_Required work_
Produce as output only the lines below starting at the line with "Where can you find the tan" and continuing through the line with "Where can you find the asphalt", each one exactly as written.
****
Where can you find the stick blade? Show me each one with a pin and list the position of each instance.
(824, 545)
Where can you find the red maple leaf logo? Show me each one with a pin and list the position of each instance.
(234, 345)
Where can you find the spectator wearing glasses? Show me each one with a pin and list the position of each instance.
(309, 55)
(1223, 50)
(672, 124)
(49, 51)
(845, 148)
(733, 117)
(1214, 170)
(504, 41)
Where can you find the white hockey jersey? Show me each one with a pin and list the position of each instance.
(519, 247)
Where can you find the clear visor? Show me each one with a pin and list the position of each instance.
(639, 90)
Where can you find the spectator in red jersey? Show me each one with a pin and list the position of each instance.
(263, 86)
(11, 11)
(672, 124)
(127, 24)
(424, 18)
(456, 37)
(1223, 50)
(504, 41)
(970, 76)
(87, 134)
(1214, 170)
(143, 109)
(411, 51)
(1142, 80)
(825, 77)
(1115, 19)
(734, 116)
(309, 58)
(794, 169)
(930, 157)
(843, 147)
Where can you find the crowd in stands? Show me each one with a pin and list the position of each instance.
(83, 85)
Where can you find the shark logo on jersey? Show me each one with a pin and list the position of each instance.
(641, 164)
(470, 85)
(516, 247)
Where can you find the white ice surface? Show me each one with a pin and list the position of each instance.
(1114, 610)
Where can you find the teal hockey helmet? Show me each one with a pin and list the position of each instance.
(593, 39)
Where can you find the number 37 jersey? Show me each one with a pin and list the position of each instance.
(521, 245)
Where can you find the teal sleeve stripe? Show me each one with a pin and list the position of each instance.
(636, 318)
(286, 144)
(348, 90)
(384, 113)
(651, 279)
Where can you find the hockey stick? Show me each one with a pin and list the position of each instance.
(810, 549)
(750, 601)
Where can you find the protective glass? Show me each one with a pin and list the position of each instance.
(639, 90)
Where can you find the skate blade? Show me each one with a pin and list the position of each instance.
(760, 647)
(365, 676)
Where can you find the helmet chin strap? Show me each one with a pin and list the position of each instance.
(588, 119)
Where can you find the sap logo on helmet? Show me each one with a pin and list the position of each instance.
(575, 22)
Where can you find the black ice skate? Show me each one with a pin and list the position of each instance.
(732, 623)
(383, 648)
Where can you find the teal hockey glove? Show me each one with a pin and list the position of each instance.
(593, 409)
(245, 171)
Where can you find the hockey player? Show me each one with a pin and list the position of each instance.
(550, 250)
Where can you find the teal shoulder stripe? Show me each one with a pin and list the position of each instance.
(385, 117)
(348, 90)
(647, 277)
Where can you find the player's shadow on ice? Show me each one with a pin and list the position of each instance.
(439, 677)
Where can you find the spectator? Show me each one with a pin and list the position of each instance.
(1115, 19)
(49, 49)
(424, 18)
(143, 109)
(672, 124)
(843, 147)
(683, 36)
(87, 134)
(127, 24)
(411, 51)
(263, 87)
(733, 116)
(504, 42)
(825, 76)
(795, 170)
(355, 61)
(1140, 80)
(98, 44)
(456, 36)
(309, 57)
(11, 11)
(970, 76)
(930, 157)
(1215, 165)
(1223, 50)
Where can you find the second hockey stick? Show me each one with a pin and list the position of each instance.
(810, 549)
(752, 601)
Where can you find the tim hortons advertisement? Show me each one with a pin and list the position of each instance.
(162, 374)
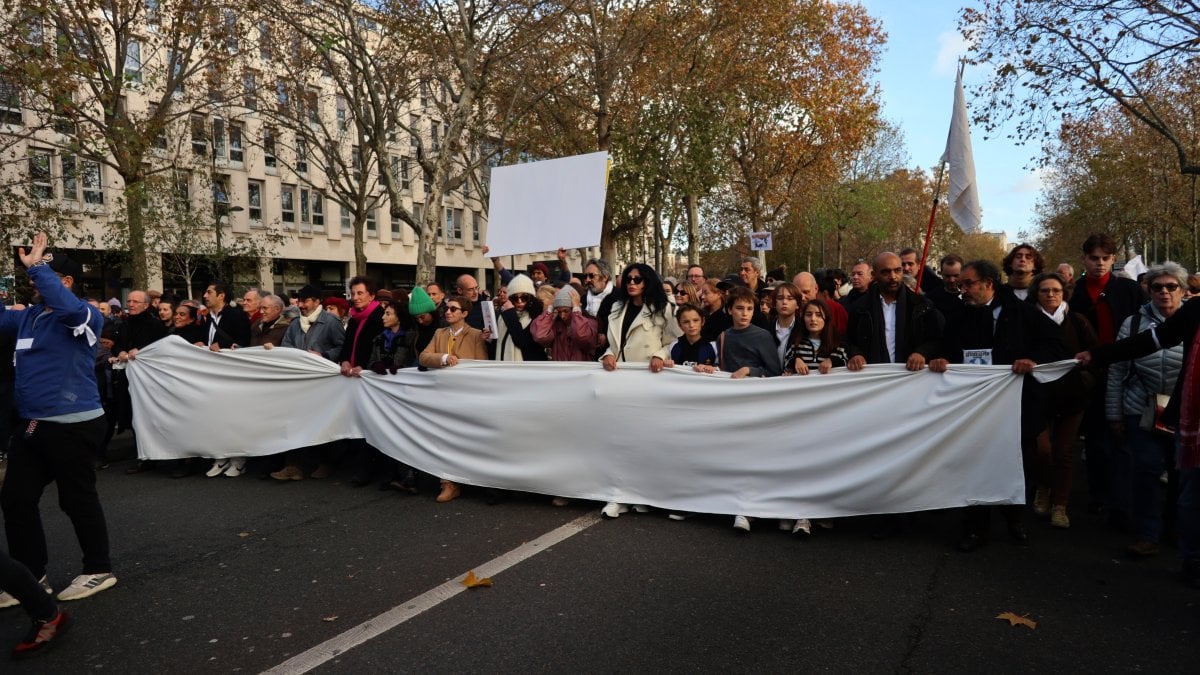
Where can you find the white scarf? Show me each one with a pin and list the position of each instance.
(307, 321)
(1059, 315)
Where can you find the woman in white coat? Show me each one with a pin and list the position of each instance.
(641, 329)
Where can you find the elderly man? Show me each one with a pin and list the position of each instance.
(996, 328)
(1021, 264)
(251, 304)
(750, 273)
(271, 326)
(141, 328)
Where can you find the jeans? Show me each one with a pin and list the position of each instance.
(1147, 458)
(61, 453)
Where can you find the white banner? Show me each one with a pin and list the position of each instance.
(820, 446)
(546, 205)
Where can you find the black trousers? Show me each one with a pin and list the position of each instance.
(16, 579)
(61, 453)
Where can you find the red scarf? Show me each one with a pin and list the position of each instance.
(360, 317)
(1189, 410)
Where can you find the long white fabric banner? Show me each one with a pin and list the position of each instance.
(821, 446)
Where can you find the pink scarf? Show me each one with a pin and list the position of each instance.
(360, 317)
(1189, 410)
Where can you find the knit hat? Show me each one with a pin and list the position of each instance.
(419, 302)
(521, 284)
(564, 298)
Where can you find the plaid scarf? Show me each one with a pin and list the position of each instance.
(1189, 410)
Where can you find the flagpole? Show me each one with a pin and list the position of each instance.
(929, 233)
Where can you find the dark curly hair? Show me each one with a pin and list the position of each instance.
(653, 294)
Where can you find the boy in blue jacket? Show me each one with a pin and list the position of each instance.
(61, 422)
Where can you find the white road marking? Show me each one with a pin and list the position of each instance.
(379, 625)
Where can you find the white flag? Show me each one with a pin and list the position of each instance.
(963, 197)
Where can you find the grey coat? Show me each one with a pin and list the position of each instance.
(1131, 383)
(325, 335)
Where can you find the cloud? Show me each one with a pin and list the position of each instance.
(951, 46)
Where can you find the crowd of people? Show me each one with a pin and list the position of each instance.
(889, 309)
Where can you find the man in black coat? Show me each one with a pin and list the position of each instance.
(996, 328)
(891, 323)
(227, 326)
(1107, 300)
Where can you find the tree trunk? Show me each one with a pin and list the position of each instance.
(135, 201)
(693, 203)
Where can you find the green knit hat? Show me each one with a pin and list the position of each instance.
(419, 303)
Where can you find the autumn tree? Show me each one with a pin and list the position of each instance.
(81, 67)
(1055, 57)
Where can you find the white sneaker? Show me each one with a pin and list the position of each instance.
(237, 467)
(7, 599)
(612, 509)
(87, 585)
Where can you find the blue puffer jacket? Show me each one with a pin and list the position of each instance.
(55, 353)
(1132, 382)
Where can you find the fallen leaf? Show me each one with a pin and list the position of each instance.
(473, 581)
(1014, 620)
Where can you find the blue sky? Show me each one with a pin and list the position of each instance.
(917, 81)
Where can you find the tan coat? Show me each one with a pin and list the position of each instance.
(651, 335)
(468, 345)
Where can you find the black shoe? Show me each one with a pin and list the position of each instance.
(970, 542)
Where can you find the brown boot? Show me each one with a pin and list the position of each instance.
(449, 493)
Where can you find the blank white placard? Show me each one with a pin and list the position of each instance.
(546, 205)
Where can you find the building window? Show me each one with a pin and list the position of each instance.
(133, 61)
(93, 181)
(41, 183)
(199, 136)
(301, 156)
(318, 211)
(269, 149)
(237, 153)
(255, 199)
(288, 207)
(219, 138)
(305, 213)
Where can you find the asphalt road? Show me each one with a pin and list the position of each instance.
****
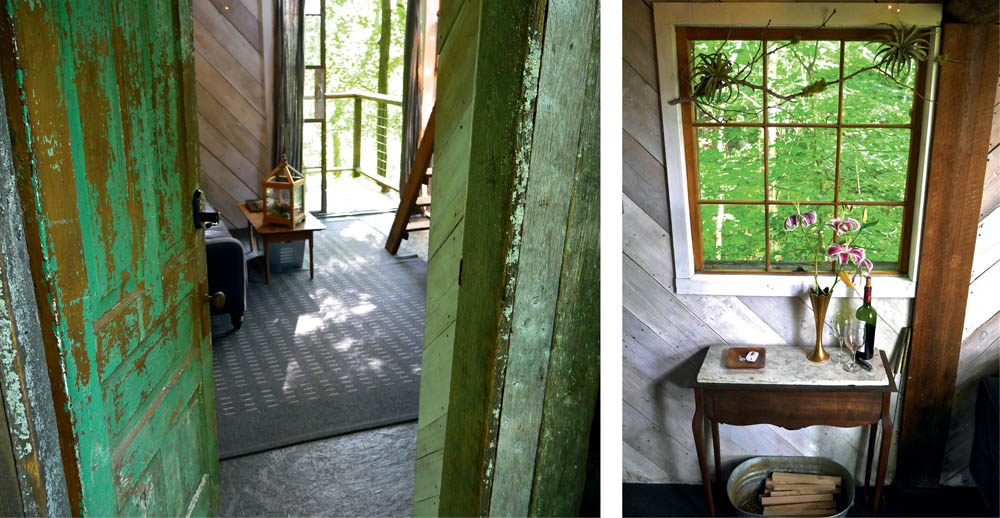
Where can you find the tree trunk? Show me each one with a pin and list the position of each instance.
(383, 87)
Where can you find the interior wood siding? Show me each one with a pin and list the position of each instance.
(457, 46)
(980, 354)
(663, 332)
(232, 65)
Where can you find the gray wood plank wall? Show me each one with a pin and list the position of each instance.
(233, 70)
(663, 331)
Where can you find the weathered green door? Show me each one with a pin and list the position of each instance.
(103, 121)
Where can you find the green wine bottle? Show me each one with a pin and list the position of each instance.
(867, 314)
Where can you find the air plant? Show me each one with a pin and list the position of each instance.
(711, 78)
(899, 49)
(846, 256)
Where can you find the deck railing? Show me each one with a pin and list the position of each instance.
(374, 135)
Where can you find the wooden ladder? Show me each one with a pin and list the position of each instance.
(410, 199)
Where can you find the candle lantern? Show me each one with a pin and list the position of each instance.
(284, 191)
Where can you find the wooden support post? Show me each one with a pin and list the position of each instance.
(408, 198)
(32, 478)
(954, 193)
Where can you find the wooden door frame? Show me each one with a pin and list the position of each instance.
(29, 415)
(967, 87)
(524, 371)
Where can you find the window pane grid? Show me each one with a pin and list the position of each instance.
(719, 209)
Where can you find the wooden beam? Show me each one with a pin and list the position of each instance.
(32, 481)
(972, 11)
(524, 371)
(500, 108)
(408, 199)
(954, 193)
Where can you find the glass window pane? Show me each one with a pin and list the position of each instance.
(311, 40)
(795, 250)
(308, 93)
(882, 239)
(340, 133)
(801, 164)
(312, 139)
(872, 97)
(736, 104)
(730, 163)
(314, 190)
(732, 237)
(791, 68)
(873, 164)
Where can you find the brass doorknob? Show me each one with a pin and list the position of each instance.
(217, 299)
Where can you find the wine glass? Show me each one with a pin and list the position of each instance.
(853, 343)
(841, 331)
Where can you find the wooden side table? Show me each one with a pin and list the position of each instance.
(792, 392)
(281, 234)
****
_Task result_
Where can you find the tan coat? Show me each one with a pin and list the position of each instance.
(651, 335)
(468, 345)
Where can you find the black shoe? Show me each one with a pin and list the position of each instance.
(970, 542)
Where can you find the brown boot? Show me each one with a pin and list the position of each instance.
(449, 493)
Where can you find the blank white placard? Show me each one with a pin and list the position of each instance.
(546, 205)
Where can you find the building window? Show me each one with a pin and list the position of each instance.
(133, 61)
(93, 181)
(41, 183)
(199, 136)
(301, 156)
(318, 211)
(269, 149)
(237, 153)
(255, 199)
(288, 207)
(219, 138)
(305, 213)
Where can you find the asphalt road? Show me each one with a pin and list the position of each instance.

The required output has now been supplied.